### [What you will do]
A line qualifies if it holds the string "sign". Copy every qualifying line from the records.
====
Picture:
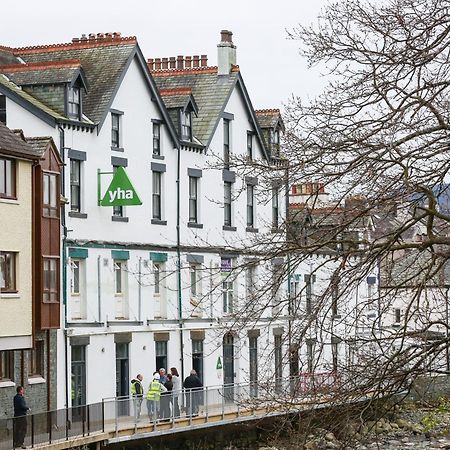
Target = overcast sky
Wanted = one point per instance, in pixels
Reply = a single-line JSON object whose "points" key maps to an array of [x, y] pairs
{"points": [[269, 62]]}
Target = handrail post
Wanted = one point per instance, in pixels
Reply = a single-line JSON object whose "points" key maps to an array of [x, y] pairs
{"points": [[103, 415], [32, 429], [206, 403]]}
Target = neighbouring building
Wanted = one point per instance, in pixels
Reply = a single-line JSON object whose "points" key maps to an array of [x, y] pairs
{"points": [[29, 268], [164, 282]]}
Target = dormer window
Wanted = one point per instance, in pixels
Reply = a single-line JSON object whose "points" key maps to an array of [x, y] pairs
{"points": [[74, 102], [186, 125]]}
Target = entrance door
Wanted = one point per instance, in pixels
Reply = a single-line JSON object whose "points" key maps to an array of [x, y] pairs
{"points": [[122, 378], [228, 367]]}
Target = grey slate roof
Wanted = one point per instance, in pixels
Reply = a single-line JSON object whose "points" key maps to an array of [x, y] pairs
{"points": [[103, 67], [210, 92], [14, 144]]}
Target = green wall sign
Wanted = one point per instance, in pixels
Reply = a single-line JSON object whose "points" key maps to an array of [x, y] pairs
{"points": [[120, 191]]}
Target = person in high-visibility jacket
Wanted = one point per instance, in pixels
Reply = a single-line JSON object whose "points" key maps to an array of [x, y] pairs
{"points": [[153, 397]]}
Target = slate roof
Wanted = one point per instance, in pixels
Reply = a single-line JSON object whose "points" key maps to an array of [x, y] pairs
{"points": [[268, 118], [14, 144], [103, 61], [210, 92], [39, 74]]}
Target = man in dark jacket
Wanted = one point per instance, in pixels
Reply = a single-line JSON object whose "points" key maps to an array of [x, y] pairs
{"points": [[193, 387], [137, 391], [20, 419]]}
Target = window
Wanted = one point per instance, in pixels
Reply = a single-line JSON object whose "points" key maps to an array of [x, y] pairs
{"points": [[36, 360], [193, 199], [50, 275], [8, 272], [227, 296], [161, 354], [3, 109], [118, 277], [50, 190], [6, 365], [278, 357], [226, 143], [250, 206], [197, 357], [186, 128], [156, 196], [309, 280], [75, 185], [74, 103], [7, 178], [227, 203], [156, 139], [275, 207], [157, 278], [195, 271], [249, 145], [115, 130], [118, 211]]}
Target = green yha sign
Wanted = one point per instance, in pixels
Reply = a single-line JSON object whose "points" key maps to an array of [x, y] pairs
{"points": [[120, 192]]}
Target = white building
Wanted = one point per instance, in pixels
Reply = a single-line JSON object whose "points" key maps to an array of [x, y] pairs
{"points": [[155, 285]]}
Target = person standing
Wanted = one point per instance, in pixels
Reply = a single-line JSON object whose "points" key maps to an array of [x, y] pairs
{"points": [[153, 397], [20, 418], [176, 391], [193, 385], [137, 392], [166, 399]]}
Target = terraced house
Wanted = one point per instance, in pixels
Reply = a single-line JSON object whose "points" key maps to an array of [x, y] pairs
{"points": [[158, 221]]}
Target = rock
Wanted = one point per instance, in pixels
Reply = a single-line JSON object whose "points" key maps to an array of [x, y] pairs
{"points": [[330, 437]]}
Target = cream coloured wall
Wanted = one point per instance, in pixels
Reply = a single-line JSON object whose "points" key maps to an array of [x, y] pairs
{"points": [[16, 236]]}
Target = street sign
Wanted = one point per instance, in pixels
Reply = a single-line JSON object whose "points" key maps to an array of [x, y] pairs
{"points": [[120, 192]]}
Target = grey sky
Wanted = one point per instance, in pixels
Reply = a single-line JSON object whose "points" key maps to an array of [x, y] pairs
{"points": [[270, 64]]}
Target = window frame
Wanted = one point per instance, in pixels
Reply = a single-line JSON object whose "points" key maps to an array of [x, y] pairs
{"points": [[156, 195], [50, 192], [50, 285], [6, 365], [75, 185], [193, 199], [156, 133], [115, 130], [74, 102], [11, 273], [9, 170]]}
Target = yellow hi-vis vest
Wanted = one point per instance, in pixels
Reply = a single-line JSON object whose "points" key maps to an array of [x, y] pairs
{"points": [[154, 391]]}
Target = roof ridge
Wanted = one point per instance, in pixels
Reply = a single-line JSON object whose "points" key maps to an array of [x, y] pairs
{"points": [[40, 65], [79, 44], [170, 72], [175, 91], [267, 111]]}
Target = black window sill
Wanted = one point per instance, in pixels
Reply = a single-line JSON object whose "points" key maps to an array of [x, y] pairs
{"points": [[195, 225], [77, 215], [159, 222], [119, 219]]}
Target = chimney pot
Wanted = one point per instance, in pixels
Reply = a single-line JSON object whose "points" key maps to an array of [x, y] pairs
{"points": [[226, 36]]}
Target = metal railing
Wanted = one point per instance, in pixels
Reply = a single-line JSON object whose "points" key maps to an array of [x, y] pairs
{"points": [[177, 409]]}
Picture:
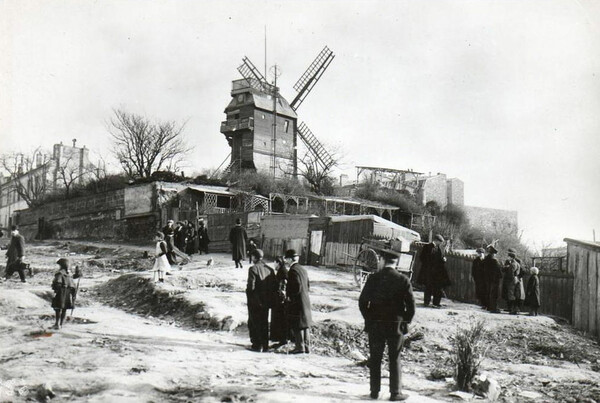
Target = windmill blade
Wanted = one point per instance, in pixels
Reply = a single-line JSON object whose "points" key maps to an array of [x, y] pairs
{"points": [[315, 147], [312, 74], [249, 71]]}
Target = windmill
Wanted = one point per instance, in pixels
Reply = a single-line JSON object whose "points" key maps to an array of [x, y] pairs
{"points": [[262, 127]]}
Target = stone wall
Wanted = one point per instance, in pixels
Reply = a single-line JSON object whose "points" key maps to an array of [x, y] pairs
{"points": [[493, 220]]}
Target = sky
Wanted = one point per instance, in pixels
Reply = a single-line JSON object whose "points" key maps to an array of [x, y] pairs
{"points": [[504, 95]]}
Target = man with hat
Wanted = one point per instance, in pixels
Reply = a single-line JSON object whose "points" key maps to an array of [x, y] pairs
{"points": [[433, 273], [478, 274], [388, 306], [493, 276], [64, 289], [14, 255], [298, 302], [259, 291], [238, 238], [203, 239]]}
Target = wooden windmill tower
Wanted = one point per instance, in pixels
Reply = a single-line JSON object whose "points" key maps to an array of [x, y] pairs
{"points": [[262, 127]]}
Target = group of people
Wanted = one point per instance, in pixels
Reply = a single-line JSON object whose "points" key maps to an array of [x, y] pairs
{"points": [[493, 279], [284, 292]]}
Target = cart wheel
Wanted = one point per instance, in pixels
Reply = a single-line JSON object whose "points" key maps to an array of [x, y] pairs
{"points": [[367, 262]]}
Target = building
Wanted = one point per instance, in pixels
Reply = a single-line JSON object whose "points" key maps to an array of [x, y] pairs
{"points": [[249, 129], [35, 176]]}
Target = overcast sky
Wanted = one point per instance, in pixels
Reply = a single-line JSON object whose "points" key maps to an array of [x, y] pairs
{"points": [[504, 95]]}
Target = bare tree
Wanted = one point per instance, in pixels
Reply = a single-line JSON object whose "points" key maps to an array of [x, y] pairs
{"points": [[143, 147], [317, 172], [70, 173], [28, 176]]}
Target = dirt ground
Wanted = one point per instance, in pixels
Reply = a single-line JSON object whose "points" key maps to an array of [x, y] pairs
{"points": [[185, 340]]}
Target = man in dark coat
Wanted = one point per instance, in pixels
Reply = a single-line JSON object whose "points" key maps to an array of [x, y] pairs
{"points": [[203, 239], [433, 272], [65, 291], [279, 325], [493, 276], [238, 238], [298, 303], [388, 306], [169, 232], [532, 294], [477, 272], [259, 291], [14, 255]]}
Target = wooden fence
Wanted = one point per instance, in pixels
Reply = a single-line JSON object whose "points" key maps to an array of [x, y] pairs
{"points": [[556, 289], [583, 261]]}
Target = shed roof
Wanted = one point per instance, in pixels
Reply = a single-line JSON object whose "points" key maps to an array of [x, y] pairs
{"points": [[381, 227]]}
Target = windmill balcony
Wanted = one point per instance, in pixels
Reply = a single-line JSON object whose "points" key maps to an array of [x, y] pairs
{"points": [[237, 124]]}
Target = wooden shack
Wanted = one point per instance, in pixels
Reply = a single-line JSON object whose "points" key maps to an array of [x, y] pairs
{"points": [[328, 241]]}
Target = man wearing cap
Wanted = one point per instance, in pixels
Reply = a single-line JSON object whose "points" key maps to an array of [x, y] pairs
{"points": [[203, 239], [64, 289], [493, 275], [388, 306], [433, 273], [238, 238], [259, 291], [477, 272], [298, 302], [14, 255], [169, 232]]}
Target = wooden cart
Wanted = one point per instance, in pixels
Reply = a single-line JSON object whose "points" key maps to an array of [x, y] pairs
{"points": [[369, 258]]}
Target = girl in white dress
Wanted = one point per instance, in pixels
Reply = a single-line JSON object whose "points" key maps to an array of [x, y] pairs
{"points": [[161, 263]]}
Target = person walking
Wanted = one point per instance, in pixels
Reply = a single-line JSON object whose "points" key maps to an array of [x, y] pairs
{"points": [[15, 254], [238, 238], [65, 291], [298, 303], [161, 263], [203, 239], [433, 272], [493, 273], [478, 274], [510, 281], [387, 306], [259, 293], [169, 233], [532, 298], [279, 325]]}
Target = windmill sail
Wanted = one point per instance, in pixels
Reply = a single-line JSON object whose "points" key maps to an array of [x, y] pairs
{"points": [[312, 74], [315, 147]]}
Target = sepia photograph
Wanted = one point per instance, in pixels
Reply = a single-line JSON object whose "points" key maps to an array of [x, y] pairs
{"points": [[300, 201]]}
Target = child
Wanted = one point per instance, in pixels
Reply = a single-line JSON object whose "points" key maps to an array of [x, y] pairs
{"points": [[161, 264], [532, 295], [64, 289]]}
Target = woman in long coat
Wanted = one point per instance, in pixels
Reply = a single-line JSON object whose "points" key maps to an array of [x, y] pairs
{"points": [[279, 325], [238, 238], [65, 291], [532, 294]]}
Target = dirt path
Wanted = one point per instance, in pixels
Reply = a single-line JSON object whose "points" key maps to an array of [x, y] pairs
{"points": [[133, 341]]}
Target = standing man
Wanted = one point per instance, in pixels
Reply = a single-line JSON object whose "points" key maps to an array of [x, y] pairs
{"points": [[238, 238], [169, 232], [203, 239], [433, 272], [14, 255], [388, 306], [479, 277], [298, 303], [259, 291], [493, 272]]}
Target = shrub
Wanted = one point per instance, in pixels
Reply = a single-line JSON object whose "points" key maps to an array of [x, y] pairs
{"points": [[469, 345]]}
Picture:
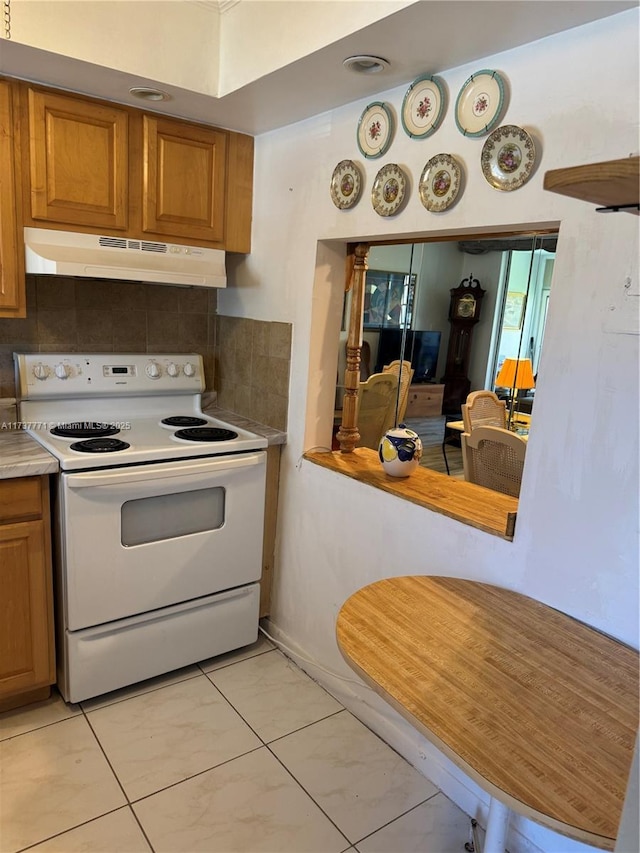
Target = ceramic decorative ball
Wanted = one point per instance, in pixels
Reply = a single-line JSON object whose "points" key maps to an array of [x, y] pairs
{"points": [[400, 451]]}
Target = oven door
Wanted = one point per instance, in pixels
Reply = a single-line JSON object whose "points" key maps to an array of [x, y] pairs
{"points": [[140, 538]]}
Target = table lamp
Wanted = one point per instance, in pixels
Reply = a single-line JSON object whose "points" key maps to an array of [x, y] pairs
{"points": [[516, 374]]}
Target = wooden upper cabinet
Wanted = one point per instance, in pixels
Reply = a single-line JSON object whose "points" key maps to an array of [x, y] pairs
{"points": [[12, 292], [99, 167], [78, 159], [184, 170]]}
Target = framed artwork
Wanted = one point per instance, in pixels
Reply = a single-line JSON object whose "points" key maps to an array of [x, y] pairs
{"points": [[388, 299], [513, 311]]}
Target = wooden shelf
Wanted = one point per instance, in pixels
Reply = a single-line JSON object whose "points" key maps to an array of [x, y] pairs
{"points": [[610, 184]]}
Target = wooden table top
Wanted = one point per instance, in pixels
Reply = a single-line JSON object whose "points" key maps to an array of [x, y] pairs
{"points": [[540, 709]]}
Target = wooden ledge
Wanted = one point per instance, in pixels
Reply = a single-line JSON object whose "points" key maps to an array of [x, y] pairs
{"points": [[485, 509]]}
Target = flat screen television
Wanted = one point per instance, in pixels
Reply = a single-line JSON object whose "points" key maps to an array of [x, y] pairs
{"points": [[421, 349]]}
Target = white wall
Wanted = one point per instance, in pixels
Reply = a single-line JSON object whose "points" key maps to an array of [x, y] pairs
{"points": [[576, 542]]}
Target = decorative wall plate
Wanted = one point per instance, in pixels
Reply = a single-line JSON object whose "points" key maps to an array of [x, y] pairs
{"points": [[423, 107], [479, 103], [508, 157], [375, 130], [439, 183], [346, 183], [388, 190]]}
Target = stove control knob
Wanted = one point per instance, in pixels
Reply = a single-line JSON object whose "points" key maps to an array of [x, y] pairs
{"points": [[41, 371]]}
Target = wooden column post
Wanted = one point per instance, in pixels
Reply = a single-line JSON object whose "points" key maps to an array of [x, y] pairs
{"points": [[348, 435]]}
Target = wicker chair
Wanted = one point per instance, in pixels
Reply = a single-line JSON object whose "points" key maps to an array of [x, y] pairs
{"points": [[483, 408], [376, 406], [405, 382], [494, 458]]}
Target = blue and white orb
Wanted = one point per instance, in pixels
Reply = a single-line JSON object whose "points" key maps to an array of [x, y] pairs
{"points": [[400, 451]]}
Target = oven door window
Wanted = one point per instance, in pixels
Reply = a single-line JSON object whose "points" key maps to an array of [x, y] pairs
{"points": [[171, 516]]}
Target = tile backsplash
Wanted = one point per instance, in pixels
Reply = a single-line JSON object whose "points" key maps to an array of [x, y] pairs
{"points": [[252, 361], [246, 361]]}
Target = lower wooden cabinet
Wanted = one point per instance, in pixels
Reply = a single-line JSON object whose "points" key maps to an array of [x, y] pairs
{"points": [[27, 658], [425, 401]]}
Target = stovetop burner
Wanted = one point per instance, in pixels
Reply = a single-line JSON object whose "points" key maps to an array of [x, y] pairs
{"points": [[183, 421], [100, 445], [206, 434], [84, 429]]}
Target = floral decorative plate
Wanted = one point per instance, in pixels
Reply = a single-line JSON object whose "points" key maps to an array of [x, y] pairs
{"points": [[423, 107], [508, 157], [375, 130], [346, 183], [388, 190], [479, 103], [439, 183]]}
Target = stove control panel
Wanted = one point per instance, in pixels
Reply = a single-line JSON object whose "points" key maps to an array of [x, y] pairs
{"points": [[105, 374]]}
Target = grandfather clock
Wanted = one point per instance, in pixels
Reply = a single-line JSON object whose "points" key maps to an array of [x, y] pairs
{"points": [[464, 313]]}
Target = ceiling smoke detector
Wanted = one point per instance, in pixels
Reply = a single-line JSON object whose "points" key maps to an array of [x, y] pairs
{"points": [[147, 94], [366, 64]]}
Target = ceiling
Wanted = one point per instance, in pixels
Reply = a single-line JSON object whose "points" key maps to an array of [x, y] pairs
{"points": [[428, 37]]}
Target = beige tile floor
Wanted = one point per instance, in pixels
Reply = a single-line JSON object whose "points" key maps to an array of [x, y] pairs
{"points": [[241, 753]]}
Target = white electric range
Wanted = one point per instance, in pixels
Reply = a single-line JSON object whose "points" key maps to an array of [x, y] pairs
{"points": [[159, 515]]}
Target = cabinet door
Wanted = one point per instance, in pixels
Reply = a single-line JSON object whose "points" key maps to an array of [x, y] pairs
{"points": [[184, 175], [26, 650], [12, 283], [78, 161]]}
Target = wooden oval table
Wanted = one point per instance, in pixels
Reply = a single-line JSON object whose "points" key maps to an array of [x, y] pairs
{"points": [[538, 708]]}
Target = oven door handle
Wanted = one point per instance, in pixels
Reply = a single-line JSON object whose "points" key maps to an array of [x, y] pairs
{"points": [[146, 473]]}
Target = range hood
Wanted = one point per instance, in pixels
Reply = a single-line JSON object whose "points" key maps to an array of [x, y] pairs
{"points": [[49, 252]]}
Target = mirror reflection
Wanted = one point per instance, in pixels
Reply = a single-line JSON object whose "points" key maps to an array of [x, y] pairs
{"points": [[455, 317]]}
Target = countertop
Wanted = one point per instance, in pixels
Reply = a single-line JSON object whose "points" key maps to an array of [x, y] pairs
{"points": [[22, 456]]}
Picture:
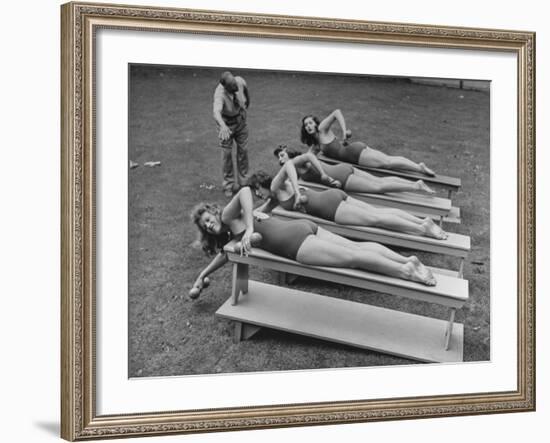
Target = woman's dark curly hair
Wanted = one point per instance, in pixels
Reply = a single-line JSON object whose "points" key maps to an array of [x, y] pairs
{"points": [[305, 137], [210, 243], [260, 179], [290, 151]]}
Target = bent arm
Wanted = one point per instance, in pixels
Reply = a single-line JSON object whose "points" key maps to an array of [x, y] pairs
{"points": [[287, 171], [240, 207], [309, 157], [267, 206], [246, 96], [335, 115], [217, 109]]}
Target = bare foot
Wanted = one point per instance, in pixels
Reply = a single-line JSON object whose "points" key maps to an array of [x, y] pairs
{"points": [[416, 271], [434, 231], [426, 170], [423, 187]]}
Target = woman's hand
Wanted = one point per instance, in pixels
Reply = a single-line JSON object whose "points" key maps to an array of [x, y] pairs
{"points": [[199, 284], [329, 181], [224, 133]]}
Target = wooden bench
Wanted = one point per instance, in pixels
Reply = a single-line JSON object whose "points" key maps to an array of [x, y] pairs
{"points": [[253, 305], [451, 184], [422, 205], [455, 245]]}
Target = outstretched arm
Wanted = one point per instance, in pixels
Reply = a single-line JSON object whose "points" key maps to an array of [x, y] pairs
{"points": [[335, 115], [217, 262]]}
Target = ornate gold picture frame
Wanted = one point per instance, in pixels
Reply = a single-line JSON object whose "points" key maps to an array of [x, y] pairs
{"points": [[80, 23]]}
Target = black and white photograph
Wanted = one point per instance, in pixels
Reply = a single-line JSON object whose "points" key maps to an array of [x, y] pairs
{"points": [[282, 221]]}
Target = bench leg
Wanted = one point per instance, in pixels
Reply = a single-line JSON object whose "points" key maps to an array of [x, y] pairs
{"points": [[461, 268], [240, 281], [243, 331], [449, 331]]}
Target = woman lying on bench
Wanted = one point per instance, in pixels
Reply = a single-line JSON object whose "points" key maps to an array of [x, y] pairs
{"points": [[336, 206], [299, 240], [315, 133], [347, 177]]}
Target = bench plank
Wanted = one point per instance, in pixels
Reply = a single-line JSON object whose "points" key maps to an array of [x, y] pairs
{"points": [[448, 291], [407, 201], [450, 183], [455, 245], [341, 321]]}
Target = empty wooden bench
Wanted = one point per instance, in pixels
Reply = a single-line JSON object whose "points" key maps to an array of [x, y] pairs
{"points": [[455, 245], [451, 184], [421, 205], [254, 304]]}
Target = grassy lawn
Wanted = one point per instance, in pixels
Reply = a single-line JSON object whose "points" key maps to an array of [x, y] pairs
{"points": [[171, 121]]}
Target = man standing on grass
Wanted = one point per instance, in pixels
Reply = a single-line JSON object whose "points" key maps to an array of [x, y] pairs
{"points": [[231, 100]]}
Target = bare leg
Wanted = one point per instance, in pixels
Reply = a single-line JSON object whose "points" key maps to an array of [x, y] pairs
====
### [Exercise result]
Target = green wall sign
Target = green yha sign
Target = street sign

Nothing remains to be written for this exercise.